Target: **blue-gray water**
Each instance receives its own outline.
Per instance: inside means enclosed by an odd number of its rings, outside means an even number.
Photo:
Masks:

•••••

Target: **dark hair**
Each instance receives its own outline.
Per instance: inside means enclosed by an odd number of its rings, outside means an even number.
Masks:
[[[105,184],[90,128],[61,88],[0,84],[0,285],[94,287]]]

•••••

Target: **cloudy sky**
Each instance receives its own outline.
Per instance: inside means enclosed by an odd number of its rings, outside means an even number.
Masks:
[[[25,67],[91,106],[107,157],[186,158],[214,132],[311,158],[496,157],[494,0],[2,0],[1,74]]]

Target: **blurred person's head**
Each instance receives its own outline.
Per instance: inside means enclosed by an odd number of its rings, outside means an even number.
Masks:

•••••

What the task requires –
Rewrite every line from the line with "Target: **dark hair**" up to and including the line with "[[[105,184],[90,128],[61,88],[0,84],[0,285],[94,287]]]", with the wording kept as is and each polygon coordinate multiplied by 2.15 and rounded to a whole number, halves rounding up. Give only those lines.

Answer to the problem –
Target: **dark hair**
Each instance receives its own outline.
Per instance: inside means enclosed by an odd number of its rings, outside means an even number.
Masks:
[[[226,396],[194,275],[131,189],[0,181],[0,613],[202,617]]]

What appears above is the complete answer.